### Written problem 1
In the mailing-list thread below on stopping clang from inserting memcpy(), which functions does the reply say clang and gcc require a freestanding environment to provide? List them all.
### Written problem 2
Carry on the mailing-list thread about stopping clang from inserting memcpy(), starting right after its last shown line.

[LLVMdev] How to prevent insertion of memcpy()

2,510 views
Skip to first unread message

Dmitry Vyukov

unread,
May 29, 2012, 9:59:08 AM5/29/12
to llvmdev
Hi,

I have the following program:

// test.c
#include <stdlib.h>
struct foo_t {
  int x[1024];
};
__thread struct foo_t g_foo;
void bar(struct foo_t* foo) {
  g_foo = *foo;
}
int main() {
  struct foo_t* f = (struct foo_t*)malloc(sizeof(struct foo_t));
  bar(f);
  return 0;
}

When I compile it with clang I see that it inserts memcpy() in function bar():

$ clang -v
clang version 3.2 (trunk 157390)
Target: x86_64-unknown-linux-gnu
Thread model: posix
$ clang test.c -g && objdump -dCS a.out

void bar(struct foo_t* foo) {
  4005b0:       55                      push   %rbp
  4005b1:       48 89 e5                mov    %rsp,%rbp
  4005b4:       48 83 ec 10             sub    $0x10,%rsp
  4005b8:       48 89 7d f8             mov    %rdi,-0x8(%rbp)
  g_foo = *foo;
  4005bc:       48 8b 7d f8             mov    -0x8(%rbp),%rdi
  4005c0:       64 48 8b 04 25 00 00    mov    %fs:0x0,%rax
  4005c7:       00 00 
  4005c9:       48 8d 80 00 f0 ff ff    lea    -0x1000(%rax),%rax
  4005d0:       ba 00 10 00 00          mov    $0x1000,%edx
  4005d5:       48 89 7d f0             mov    %rdi,-0x10(%rbp)
  4005d9:       48 89 c7                mov    %rax,%rdi
  4005dc:       48 8b 75 f0             mov    -0x10(%rbp),%rsi
  4005e0:       e8 c3 fe ff ff          callq  4004a8 <memcpy@plt>
}
  4005e5:       48 83 c4 10             add    $0x10,%rsp
  4005e9:       5d                      pop    %rbp
  4005ea:       c3                      retq   
  4005eb:       0f 1f 44 00 00          nopl   0x0(%rax,%rax,1)

How do I disable that feature? I've tried -fno-builtin and/or -ffreestanding with no success.
TIA

Anton Korobeynikov

unread,
May 29, 2012, 12:46:55 PM5/29/12
to Dmitry Vyukov, llvmdev
> How do I disable that feature? I've tried -fno-builtin and/or -ffreestanding
> with no success.
clang (as well as gcc) requires that freestanding environment provides
memcpy, memmove, memset and memcmp.

PS: Consider emailing cfedev, not llvmdev.
--
With best regards, Anton Korobeynikov
Faculty of Mathematics and Mechanics, Saint Petersburg State University

_______________________________________________
LLVM Developers mailing list
LLV...@cs.uiuc.edu http://llvm.cs.uiuc.edu
http://lists.cs.uiuc.edu/mailman/listinfo/llvmdev

Dmitry Vyukov

unread,
May 29, 2012, 12:52:15 PM5/29/12
to Anton Korobeynikov, llvmdev
On Tue, May 29, 2012 at 8:46 PM, Anton Korobeynikov <an...@korobeynikov.info> wrote:
> How do I disable that feature? I've tried -fno-builtin and/or -ffreestanding
> with no success.

[Recorded data]
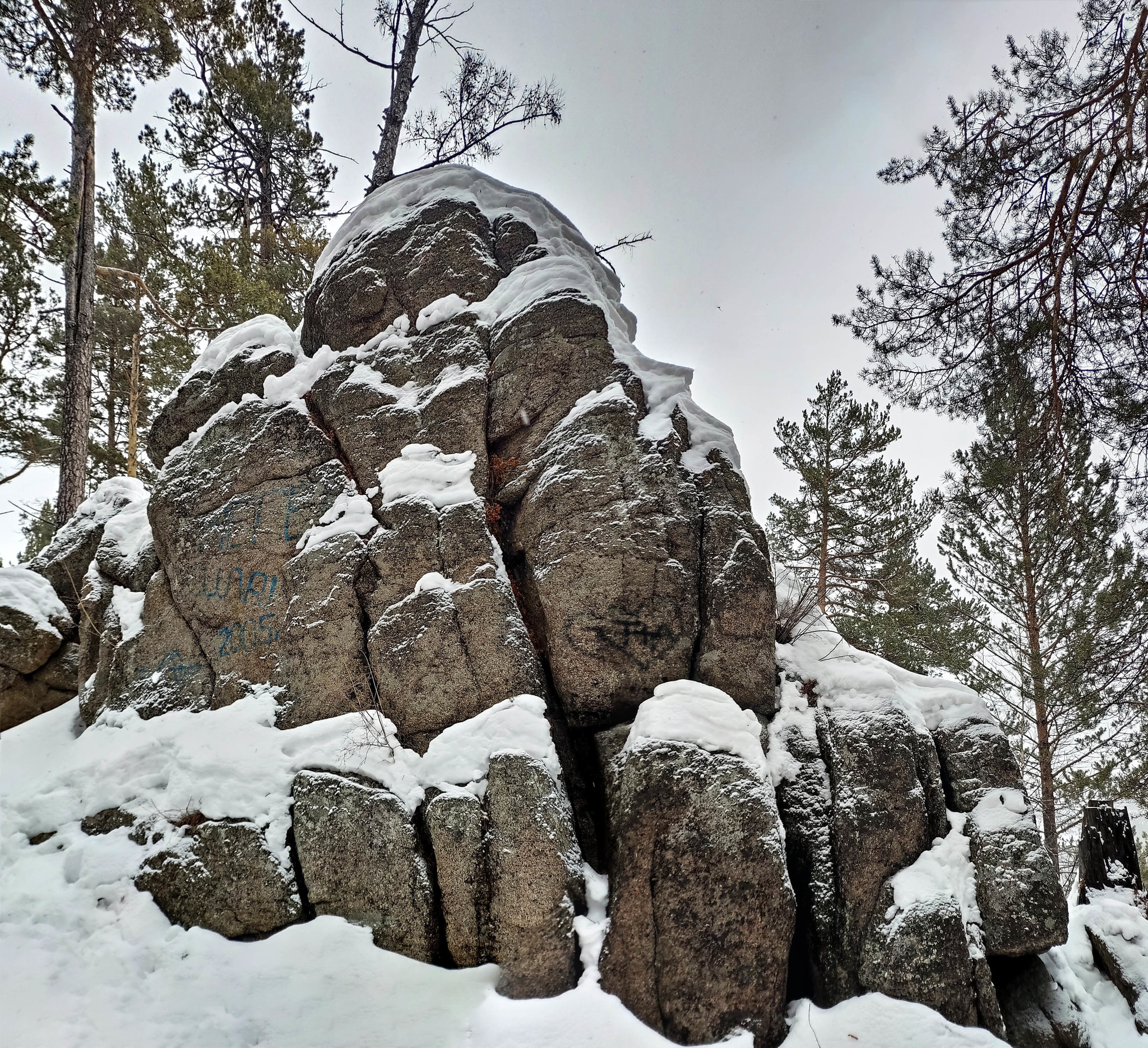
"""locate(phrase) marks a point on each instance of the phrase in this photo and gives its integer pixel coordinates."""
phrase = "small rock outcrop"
(461, 524)
(698, 881)
(39, 659)
(223, 878)
(362, 859)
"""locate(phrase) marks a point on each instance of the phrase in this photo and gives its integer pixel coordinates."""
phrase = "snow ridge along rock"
(450, 603)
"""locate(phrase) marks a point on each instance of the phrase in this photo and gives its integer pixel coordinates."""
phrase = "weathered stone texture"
(362, 859)
(223, 879)
(922, 955)
(446, 652)
(702, 911)
(878, 821)
(534, 869)
(155, 671)
(228, 516)
(607, 542)
(738, 608)
(445, 247)
(1038, 1013)
(428, 389)
(1019, 893)
(456, 825)
(203, 393)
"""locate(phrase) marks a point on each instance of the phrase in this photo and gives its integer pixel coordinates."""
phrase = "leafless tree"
(483, 100)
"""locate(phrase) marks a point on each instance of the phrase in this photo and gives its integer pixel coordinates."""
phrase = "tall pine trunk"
(1039, 698)
(400, 95)
(112, 410)
(133, 393)
(80, 285)
(267, 218)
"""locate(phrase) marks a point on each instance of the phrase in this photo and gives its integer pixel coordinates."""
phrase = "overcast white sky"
(744, 136)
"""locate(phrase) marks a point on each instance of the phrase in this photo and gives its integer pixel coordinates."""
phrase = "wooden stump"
(1108, 850)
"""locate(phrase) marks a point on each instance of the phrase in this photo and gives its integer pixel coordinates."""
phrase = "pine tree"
(265, 178)
(90, 51)
(1035, 530)
(483, 100)
(150, 284)
(1046, 191)
(37, 526)
(33, 210)
(854, 528)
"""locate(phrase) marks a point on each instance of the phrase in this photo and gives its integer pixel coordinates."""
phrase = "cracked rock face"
(224, 879)
(698, 885)
(362, 859)
(460, 497)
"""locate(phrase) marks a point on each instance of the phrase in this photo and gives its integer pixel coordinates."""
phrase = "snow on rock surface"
(266, 332)
(1098, 1003)
(31, 594)
(689, 712)
(128, 606)
(850, 678)
(566, 262)
(879, 1022)
(350, 515)
(944, 870)
(424, 470)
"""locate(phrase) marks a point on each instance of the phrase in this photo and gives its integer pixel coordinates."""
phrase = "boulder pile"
(460, 510)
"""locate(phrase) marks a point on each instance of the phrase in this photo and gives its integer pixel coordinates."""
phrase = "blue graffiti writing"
(247, 635)
(174, 667)
(261, 588)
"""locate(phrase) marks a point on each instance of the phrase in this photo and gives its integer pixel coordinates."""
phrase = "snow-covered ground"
(85, 959)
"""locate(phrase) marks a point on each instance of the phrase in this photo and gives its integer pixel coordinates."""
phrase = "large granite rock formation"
(461, 513)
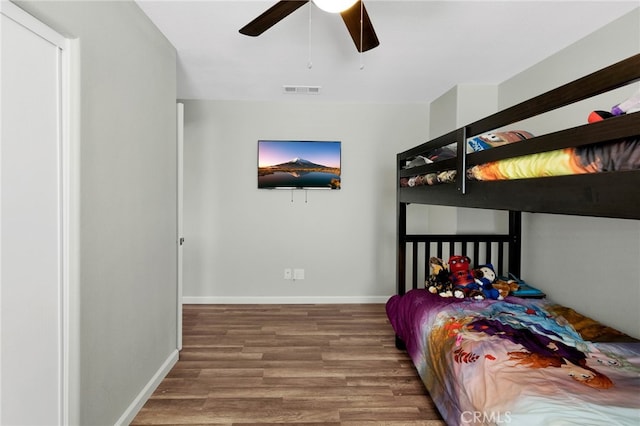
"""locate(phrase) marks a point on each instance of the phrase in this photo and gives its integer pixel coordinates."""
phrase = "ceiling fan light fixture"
(334, 6)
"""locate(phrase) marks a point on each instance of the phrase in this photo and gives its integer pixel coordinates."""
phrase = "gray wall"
(240, 238)
(590, 264)
(127, 277)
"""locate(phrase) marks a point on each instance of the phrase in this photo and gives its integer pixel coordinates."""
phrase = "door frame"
(69, 155)
(180, 208)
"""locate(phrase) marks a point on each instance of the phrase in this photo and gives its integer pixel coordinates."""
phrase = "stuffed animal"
(485, 276)
(505, 287)
(439, 282)
(460, 273)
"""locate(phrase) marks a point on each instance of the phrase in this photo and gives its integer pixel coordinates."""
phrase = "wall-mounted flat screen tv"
(299, 164)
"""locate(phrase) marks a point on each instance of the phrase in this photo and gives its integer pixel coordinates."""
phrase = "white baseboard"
(131, 412)
(237, 300)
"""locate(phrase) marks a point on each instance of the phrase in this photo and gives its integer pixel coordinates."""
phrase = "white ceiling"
(426, 47)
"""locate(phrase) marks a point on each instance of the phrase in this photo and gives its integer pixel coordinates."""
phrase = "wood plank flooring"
(289, 364)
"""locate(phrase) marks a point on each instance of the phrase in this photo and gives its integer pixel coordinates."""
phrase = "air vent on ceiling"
(301, 90)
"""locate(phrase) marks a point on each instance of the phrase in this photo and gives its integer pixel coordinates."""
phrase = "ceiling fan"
(363, 35)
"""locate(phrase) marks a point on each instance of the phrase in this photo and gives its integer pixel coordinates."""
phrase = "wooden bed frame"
(607, 194)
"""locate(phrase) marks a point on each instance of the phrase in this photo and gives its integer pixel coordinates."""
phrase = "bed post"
(515, 238)
(401, 249)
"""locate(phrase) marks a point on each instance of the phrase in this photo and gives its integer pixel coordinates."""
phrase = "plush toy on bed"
(485, 276)
(439, 282)
(464, 285)
(505, 287)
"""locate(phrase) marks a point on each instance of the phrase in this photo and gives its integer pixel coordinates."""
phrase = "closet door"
(32, 387)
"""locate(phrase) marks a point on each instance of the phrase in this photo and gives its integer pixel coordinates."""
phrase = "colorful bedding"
(605, 157)
(518, 361)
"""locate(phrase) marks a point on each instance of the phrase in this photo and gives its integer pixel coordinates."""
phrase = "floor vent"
(301, 90)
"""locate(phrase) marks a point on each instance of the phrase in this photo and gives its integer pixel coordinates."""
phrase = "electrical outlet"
(287, 274)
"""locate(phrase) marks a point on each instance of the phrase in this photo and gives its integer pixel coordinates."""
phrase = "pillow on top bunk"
(492, 140)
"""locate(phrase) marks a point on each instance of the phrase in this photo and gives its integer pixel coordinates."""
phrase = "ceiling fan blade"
(351, 18)
(271, 16)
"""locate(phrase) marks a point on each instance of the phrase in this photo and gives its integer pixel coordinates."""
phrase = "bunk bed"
(517, 360)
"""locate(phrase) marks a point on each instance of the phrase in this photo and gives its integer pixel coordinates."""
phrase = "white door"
(32, 222)
(180, 145)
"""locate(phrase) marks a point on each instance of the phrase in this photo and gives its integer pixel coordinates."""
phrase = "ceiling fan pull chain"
(361, 24)
(309, 63)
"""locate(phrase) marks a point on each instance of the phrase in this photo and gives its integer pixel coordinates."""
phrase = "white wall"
(590, 264)
(239, 239)
(127, 295)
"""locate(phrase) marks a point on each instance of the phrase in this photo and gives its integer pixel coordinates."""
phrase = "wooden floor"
(289, 364)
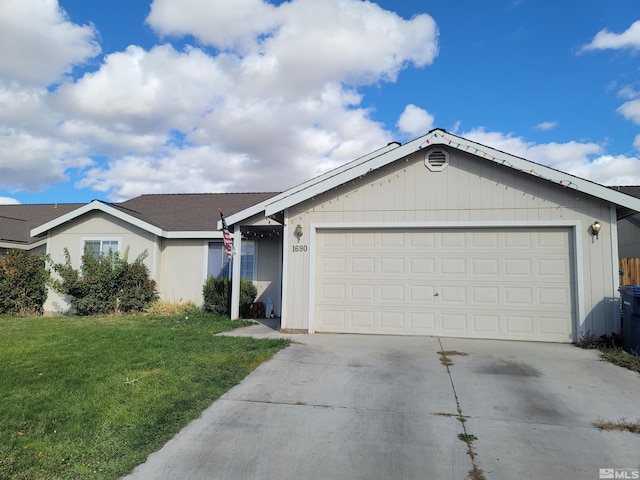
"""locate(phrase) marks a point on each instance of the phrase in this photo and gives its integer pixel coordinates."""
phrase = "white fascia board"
(243, 214)
(103, 207)
(214, 234)
(536, 170)
(343, 174)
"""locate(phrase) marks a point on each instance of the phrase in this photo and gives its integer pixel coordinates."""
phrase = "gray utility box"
(631, 318)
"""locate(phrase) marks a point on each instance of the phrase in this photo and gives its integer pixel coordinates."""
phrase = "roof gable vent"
(436, 159)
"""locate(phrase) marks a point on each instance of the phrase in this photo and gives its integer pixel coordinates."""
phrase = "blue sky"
(111, 99)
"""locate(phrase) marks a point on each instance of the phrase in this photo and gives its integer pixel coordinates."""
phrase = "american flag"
(228, 241)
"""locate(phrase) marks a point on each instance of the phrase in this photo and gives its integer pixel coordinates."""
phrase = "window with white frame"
(101, 247)
(219, 265)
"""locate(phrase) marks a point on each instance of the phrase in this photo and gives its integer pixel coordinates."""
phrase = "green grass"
(621, 358)
(90, 398)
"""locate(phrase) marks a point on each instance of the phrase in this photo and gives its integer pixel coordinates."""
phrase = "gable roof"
(361, 166)
(167, 215)
(17, 220)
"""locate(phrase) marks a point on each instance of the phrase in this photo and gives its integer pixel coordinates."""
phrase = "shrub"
(161, 308)
(105, 284)
(217, 296)
(23, 283)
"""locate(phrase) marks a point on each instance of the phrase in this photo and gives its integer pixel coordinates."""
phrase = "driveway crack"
(476, 473)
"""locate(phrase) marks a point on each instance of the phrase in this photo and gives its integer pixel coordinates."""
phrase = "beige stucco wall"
(182, 269)
(179, 266)
(470, 189)
(96, 225)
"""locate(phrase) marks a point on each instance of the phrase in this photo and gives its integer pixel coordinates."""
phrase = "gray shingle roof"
(170, 212)
(189, 212)
(16, 221)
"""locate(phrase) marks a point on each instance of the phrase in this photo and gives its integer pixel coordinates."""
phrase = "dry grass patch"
(622, 425)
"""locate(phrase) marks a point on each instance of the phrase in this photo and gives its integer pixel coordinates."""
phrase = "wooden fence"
(629, 271)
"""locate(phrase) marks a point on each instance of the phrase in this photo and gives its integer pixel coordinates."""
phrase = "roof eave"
(359, 168)
(100, 206)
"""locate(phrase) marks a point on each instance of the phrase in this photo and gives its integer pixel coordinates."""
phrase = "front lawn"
(84, 397)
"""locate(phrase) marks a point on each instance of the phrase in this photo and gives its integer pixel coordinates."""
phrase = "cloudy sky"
(111, 99)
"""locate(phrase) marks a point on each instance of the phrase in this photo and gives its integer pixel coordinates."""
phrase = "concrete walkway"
(379, 407)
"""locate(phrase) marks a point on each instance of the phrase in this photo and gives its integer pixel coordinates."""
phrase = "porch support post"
(235, 276)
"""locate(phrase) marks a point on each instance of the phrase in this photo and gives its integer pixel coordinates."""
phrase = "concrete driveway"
(377, 407)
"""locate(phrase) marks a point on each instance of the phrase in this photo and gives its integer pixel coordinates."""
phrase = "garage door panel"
(420, 294)
(424, 266)
(485, 266)
(362, 265)
(422, 322)
(391, 266)
(361, 292)
(391, 293)
(453, 294)
(453, 323)
(483, 283)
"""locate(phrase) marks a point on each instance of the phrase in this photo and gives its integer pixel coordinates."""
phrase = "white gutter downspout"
(284, 317)
(235, 273)
(615, 302)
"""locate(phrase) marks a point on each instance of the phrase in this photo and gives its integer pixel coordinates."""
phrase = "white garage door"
(505, 283)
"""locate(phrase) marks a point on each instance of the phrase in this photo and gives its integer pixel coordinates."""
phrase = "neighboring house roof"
(167, 215)
(631, 215)
(17, 220)
(393, 152)
(633, 190)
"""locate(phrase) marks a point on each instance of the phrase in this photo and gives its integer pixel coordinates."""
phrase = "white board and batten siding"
(475, 250)
(509, 283)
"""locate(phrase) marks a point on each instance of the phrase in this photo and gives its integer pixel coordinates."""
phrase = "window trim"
(101, 239)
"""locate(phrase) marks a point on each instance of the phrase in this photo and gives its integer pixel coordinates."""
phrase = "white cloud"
(39, 43)
(604, 39)
(546, 125)
(415, 121)
(302, 45)
(281, 97)
(631, 111)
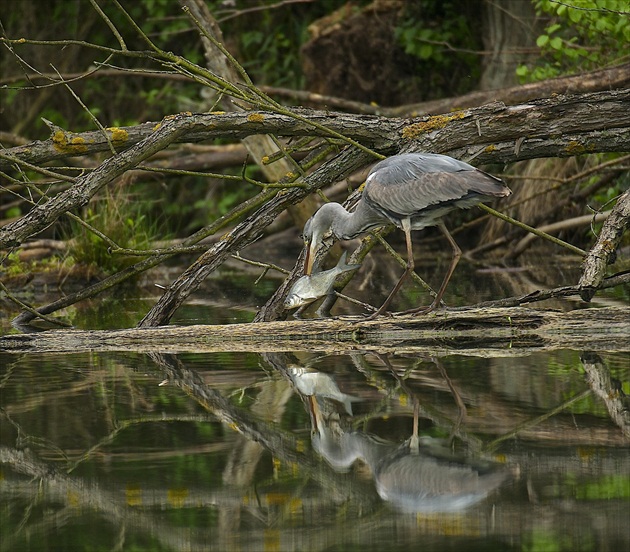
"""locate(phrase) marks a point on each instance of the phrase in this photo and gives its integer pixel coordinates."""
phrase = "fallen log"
(486, 332)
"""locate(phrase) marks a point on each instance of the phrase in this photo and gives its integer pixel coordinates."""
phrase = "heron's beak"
(311, 251)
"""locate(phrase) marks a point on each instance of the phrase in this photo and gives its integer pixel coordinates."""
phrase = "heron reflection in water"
(421, 475)
(412, 191)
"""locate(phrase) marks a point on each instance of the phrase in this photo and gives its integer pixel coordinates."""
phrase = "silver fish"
(310, 288)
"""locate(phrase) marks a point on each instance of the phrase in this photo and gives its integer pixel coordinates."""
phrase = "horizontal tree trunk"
(484, 332)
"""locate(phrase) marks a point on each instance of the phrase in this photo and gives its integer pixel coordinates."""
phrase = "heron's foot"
(377, 313)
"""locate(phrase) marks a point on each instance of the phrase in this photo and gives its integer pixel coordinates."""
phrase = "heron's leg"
(406, 226)
(457, 253)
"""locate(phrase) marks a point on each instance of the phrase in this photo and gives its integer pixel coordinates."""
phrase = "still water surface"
(309, 451)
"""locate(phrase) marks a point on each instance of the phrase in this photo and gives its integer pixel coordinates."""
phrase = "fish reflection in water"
(418, 476)
(313, 383)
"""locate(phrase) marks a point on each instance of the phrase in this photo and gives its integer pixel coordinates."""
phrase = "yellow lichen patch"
(432, 123)
(118, 134)
(59, 137)
(575, 148)
(63, 144)
(256, 118)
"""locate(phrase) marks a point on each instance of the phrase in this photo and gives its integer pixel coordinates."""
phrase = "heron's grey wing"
(400, 194)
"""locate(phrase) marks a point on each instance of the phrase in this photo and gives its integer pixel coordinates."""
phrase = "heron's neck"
(349, 225)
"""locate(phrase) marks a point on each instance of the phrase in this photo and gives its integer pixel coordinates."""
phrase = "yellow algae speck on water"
(256, 118)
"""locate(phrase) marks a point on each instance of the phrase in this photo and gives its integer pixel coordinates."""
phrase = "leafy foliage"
(580, 35)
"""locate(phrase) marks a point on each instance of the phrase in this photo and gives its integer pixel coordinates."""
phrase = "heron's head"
(318, 232)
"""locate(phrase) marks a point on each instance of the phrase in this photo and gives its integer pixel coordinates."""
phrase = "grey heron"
(411, 191)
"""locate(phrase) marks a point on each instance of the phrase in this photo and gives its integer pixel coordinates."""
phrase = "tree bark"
(480, 332)
(559, 126)
(603, 253)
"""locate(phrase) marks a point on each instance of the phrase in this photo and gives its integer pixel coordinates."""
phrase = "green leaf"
(426, 51)
(575, 15)
(522, 70)
(553, 28)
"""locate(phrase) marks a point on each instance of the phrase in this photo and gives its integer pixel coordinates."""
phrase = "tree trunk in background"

### Task response 1
memcpy, memmove, memset, memcmp

### Task response 2
clang (as well as gcc) requires that freestanding environment provides
memcpy, memmove, memset and memcmp.

PS: Consider emailing cfedev, not llvmdev.

Hi,

Thanks. I've emailed cfe-dev.
We absolutely need clang/llvm to not insert the calls into our code.

Duncan Sands

unread,
May 29, 2012, 1:10:05 PM5/29/12
to llv...@cs.uiuc.edu
Hi Dmitry,

> We absolutely need clang/llvm to not insert the calls into our code.

why is that?

Ciao, Duncan.

Chandler Carruth

unread,
May 29, 2012, 1:16:06 PM5/29/12
to Dmitry Vyukov, llvmdev
This really isn't possible.

The C++ standard essentially requires the compiler to insert calls to memcpy for certain code patterns.

What do you really need here? Clearly you have some way of handling when the user writes memcpy; what is different about Clang or LLVM inserting memcpy? 

Dmitry Vyukov

unread,
May 29, 2012, 1:28:58 PM5/29/12
to Chandler Carruth, llvmdev
On Tue, May 29, 2012 at 9:16 PM, Chandler Carruth <chan...@google.com> wrote:
> How do I disable that feature? I've tried -fno-builtin and/or -ffreestanding
> with no success.
clang (as well as gcc) requires that freestanding environment provides
memcpy, memmove, memset and memcmp.

PS: Consider emailing cfedev, not llvmdev.

Hi,

Thanks. I've emailed cfe-dev.
We absolutely need clang/llvm to not insert the calls into our code.

This really isn't possible.

The C++ standard essentially requires the compiler to insert calls to memcpy for certain code patterns.

What do you really need here? Clearly you have some way of handling when the user writes memcpy; what is different about Clang or LLVM inserting memcpy? 

I need it for ThreadSanitizer runtime. In particular
line 1238. But I had similar problems in other places.
Both memory access processing and signal handling are quite tricky, we can't allow recursion.

Chandler Carruth

unread,
May 29, 2012, 1:40:04 PM5/29/12
to Dmitry Vyukov, llvmdev
The first thing to think about is that you *do* need to use -fno-builtin / -ffreestanding when compiling the runtime because it provides its own implementations of memcpy.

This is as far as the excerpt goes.